DOCUMENT SECTION:
[Start]

- Born: Parameswaran Pillai 12 December 1932 Erumeli, Travancore
- Died: 7 February 2014 (aged 81) Mavelikkara, Kerala, India
- Education: MA, MEd
- Alma mater: Kerala University Madras University
- Occupations: Writer, teacher, scholar
- Spouse: S. Saradamma (m.1957–2014)
- Children: 3
- Writing career
- Pen name: Erumeli
- Language: Malayalam
- Genres: Novel, short story, scholarly literature, literary criticism
- Notable awards: Kerala Sahitya Akademi Award

= Erumeli Parameswaran Pillai =

Indian (Malayalam-language) writer, teacher, scholar, and literary critic (1932–2014)

Erumeli Parameswaran Pillai (12 December 1932 – 7 February 2014) was a Malayalam-language writer, teacher, scholar, and literary critic from Kerala, India. He wrote over forty books, including five novels, four collections of stories, 11 scholarly works, and a few one-act plays and children's literature. He is also known for the work Malayala Sahityam Kalaghattangaliloode, a comprehensive history of Malayalam literature. He received the Kerala Sahitya Akademi Award for Overall Contributions in 2009.

==Biography==
Pillai was born on 12 December 1932 in Erumeli in the Kottayam district as the son of Velamparampil Krishna Pillai and Lakshmikuttyamma. He obtained MA degrees in Malayalam and Sociology from the University of Kerala and an MEd degree from the University of Madras. He became a school teacher in 1952 and worked in Travancore Devaswom Board High Schools in Erumeli, Thakazhi and Tiruvalla. He became a teacher at Farooq Training College near Calicut in 1964. In Calicut, he flourished as a writer, mainly influenced by the friendship he had with famous writers of the time Vaikom Muhammad Basheer and S. K. Pottekkatt.

[End]

DATASET EXCERPTS:
[Start]

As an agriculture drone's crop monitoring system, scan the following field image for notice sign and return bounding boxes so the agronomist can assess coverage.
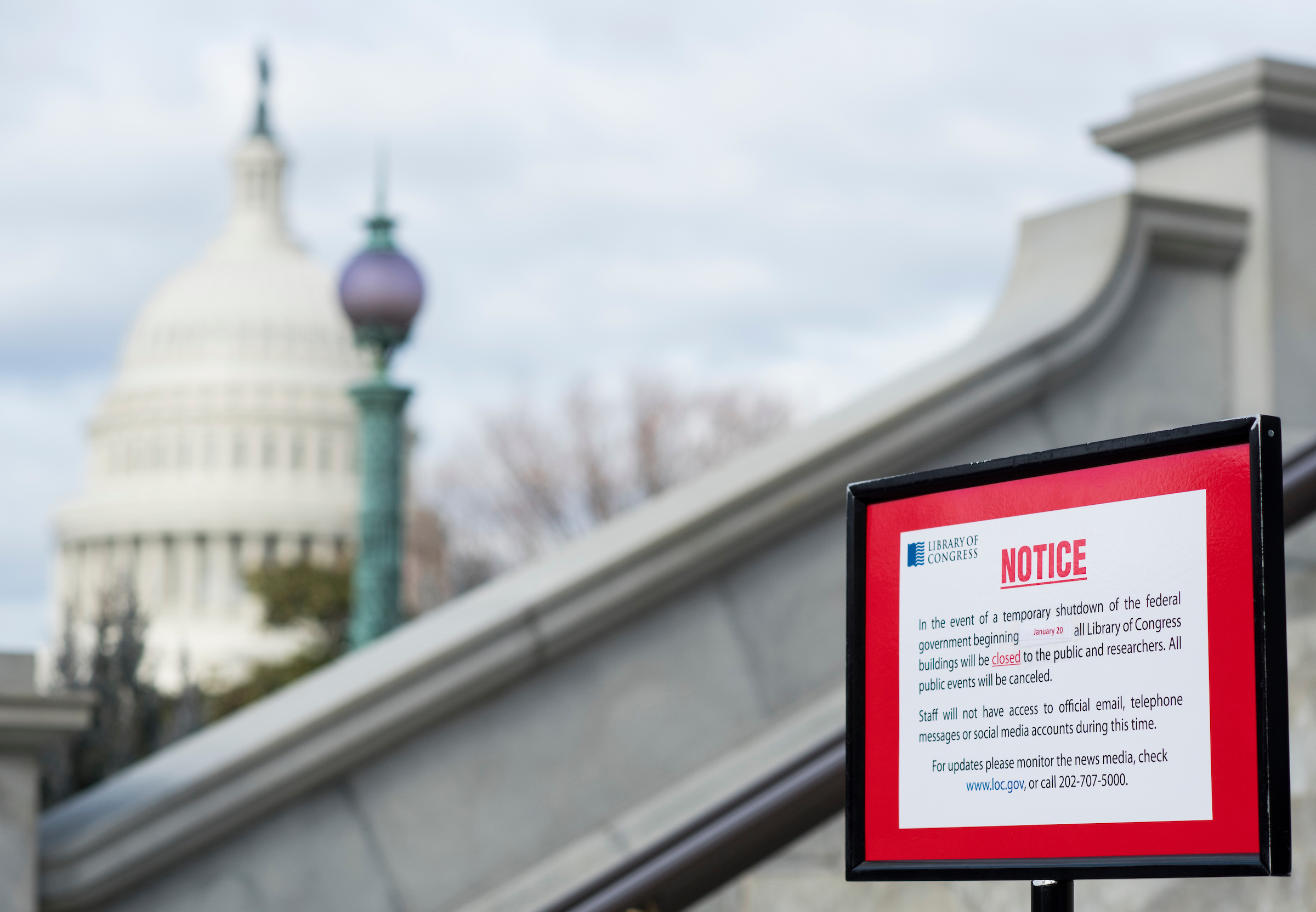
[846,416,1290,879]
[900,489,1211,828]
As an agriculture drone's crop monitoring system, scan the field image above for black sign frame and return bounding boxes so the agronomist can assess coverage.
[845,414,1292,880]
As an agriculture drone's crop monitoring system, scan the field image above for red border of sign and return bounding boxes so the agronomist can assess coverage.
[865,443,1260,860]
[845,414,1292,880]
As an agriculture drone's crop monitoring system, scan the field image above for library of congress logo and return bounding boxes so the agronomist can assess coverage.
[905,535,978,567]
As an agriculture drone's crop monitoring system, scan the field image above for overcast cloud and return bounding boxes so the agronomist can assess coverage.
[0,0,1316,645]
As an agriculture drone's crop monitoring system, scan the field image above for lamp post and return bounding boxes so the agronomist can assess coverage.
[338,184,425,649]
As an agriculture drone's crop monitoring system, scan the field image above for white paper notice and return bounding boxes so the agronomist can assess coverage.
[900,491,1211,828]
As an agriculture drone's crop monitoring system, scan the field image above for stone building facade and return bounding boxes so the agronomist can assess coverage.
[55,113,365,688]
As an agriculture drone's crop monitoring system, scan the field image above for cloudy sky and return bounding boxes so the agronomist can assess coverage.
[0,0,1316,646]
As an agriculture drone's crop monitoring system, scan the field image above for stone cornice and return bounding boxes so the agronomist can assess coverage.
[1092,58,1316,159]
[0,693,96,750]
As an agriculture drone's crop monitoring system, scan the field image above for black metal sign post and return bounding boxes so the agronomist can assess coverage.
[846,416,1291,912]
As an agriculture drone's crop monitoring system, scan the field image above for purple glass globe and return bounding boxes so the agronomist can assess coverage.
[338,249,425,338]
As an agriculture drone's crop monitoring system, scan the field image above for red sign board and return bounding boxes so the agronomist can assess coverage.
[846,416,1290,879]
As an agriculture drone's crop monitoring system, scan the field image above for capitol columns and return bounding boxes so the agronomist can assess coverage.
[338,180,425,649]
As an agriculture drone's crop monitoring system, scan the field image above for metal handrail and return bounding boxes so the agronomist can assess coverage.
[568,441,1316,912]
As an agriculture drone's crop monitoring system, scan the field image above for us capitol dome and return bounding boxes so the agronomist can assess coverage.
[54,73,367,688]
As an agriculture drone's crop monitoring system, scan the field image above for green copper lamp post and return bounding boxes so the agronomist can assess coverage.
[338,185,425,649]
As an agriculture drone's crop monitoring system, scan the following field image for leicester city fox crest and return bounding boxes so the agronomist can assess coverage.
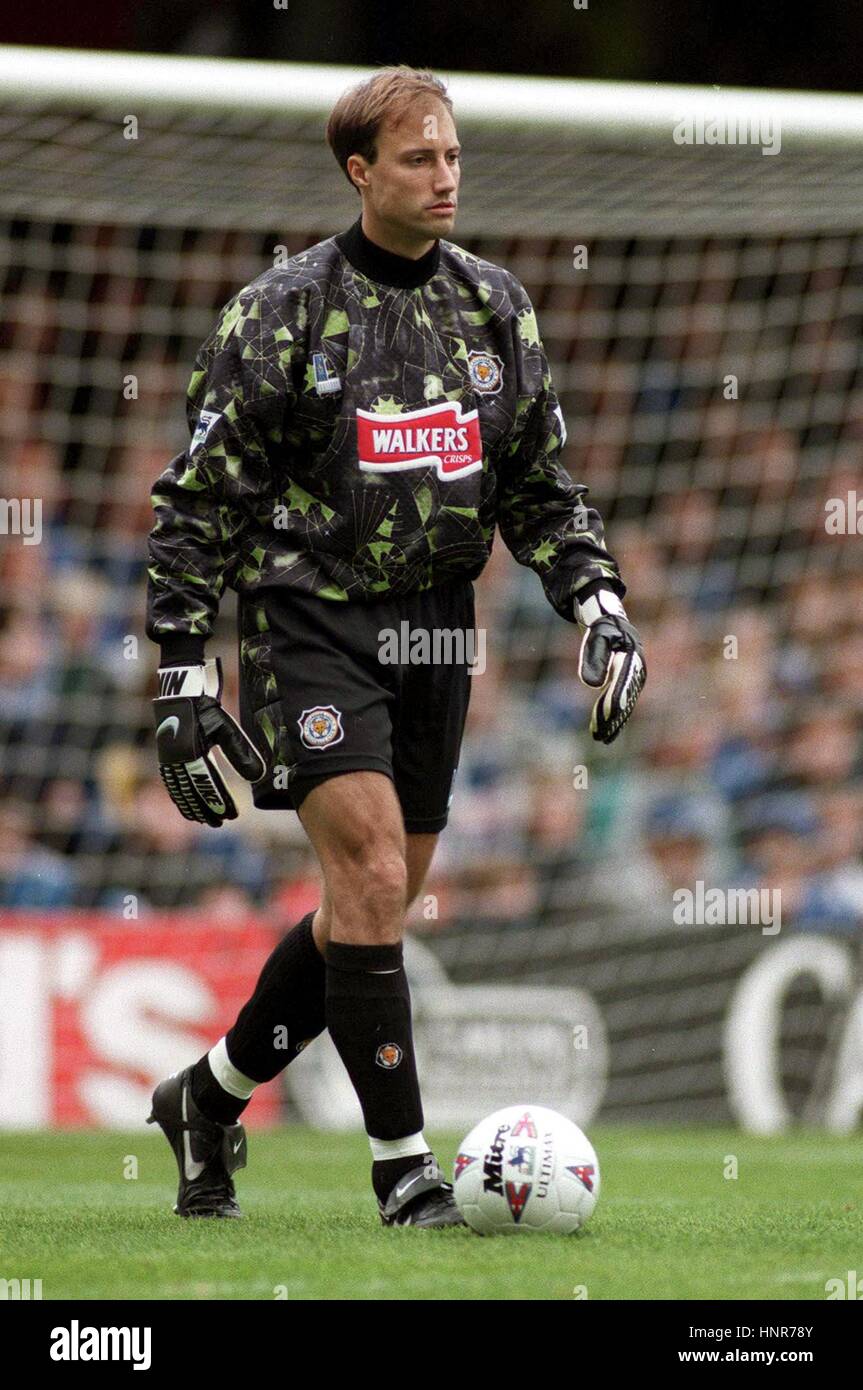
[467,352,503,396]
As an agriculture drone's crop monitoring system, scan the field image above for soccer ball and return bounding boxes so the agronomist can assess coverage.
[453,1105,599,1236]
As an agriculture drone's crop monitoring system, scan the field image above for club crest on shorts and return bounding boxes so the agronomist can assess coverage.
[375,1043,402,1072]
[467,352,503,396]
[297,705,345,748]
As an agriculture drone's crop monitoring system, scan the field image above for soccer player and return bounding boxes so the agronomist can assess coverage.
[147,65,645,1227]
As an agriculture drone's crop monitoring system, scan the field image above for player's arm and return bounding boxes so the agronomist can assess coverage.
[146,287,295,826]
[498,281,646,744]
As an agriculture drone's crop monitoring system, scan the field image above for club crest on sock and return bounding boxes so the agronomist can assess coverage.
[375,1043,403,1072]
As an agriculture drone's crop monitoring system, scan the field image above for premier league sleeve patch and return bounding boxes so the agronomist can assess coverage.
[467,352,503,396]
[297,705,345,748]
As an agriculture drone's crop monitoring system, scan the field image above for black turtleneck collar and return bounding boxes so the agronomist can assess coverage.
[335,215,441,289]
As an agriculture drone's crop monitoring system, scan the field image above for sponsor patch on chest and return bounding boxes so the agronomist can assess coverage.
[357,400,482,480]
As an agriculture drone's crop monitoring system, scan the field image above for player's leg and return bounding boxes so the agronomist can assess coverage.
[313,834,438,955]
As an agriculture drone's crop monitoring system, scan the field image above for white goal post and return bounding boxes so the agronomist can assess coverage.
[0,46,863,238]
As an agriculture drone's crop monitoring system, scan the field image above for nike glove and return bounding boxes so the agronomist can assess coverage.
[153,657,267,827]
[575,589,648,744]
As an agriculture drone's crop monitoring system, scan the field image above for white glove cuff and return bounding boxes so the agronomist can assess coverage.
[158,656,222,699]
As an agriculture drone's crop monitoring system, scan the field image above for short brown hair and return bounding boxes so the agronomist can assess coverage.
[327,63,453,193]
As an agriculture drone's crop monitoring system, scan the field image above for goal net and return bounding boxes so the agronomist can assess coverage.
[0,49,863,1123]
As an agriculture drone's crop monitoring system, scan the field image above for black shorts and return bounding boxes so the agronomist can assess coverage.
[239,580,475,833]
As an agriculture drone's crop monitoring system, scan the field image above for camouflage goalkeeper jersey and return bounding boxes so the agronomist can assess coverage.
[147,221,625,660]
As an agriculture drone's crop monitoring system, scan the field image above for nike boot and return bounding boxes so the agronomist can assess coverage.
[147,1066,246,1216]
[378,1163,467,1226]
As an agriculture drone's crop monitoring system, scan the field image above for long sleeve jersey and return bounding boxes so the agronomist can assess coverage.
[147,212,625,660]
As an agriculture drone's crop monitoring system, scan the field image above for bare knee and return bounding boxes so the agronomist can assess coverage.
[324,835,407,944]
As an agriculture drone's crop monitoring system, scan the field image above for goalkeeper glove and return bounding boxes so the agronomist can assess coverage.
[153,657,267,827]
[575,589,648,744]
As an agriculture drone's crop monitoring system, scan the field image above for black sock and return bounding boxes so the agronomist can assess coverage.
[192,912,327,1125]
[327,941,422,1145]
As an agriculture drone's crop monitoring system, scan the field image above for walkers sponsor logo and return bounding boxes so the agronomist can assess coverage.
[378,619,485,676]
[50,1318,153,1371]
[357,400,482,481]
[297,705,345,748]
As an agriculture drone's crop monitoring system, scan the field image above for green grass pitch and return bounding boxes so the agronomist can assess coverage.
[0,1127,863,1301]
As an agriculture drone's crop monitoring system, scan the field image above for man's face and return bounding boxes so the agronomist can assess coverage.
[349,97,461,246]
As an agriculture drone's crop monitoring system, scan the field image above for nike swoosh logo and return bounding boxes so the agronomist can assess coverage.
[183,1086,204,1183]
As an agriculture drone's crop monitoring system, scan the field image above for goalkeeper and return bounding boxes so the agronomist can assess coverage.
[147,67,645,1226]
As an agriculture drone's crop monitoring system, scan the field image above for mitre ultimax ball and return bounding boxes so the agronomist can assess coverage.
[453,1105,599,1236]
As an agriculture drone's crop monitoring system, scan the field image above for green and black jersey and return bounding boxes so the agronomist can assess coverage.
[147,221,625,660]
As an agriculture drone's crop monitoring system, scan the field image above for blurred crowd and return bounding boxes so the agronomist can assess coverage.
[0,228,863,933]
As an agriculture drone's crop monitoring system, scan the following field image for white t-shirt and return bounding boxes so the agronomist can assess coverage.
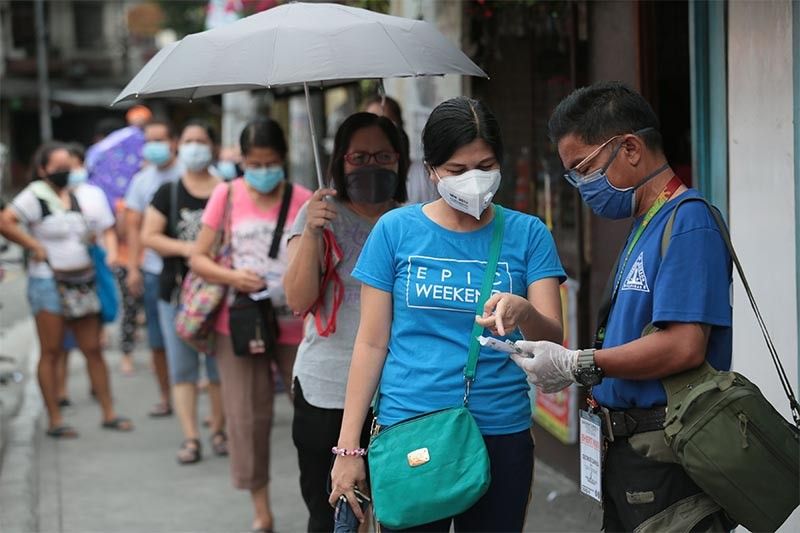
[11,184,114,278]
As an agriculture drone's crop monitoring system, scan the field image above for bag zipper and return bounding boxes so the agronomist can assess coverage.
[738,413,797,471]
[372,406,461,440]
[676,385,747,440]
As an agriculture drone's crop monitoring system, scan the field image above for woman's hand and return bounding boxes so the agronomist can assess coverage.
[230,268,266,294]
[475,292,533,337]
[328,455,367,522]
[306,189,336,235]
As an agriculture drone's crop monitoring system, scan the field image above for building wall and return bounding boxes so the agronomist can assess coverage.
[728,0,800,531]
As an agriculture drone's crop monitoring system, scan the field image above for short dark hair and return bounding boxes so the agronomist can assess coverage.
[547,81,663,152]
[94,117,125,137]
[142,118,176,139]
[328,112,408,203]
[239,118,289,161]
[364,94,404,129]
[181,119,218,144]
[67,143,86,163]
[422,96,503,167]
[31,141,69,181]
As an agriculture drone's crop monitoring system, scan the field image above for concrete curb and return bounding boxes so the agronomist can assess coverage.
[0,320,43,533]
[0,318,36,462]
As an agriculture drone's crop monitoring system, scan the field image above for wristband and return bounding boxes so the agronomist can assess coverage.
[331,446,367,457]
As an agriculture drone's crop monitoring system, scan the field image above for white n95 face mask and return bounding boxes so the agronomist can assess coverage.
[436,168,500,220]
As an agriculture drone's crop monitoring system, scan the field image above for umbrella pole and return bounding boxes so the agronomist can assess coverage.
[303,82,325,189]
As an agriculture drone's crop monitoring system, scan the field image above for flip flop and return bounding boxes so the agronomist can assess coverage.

[End]

Set down the part of the Erumeli Parameswaran Pillai text from "- Children: 3" up to and including "literary critic (1932–2014)", copying it word for word. The listing comes from another source.

REPLY:
- Children: 3
- Writing career
- Pen name: Erumeli
- Language: Malayalam
- Genres: Novel, short story, scholarly literature, literary criticism
- Notable awards: Kerala Sahitya Akademi Award

= Erumeli Parameswaran Pillai =

Indian (Malayalam-language) writer, teacher, scholar, and literary critic (1932–2014)